Using the records below, copy every line that holds the string "layout".
START DATASET RECORDS
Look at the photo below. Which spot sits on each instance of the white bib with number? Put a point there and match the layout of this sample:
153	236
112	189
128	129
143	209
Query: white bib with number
END DATASET RECORDS
START DATASET RECORDS
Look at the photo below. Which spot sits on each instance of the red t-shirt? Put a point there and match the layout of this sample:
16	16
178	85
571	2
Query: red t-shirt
END DATASET RECORDS
# WRITTEN REPLY:
Look at the photo below. Which spot sits on each instance of the white bib with number? Put a point there and match the layout of this sample:
Look at the photo below. Which spot sits on each instance of the red t-shirt? Put a point there and match the layout of this sample:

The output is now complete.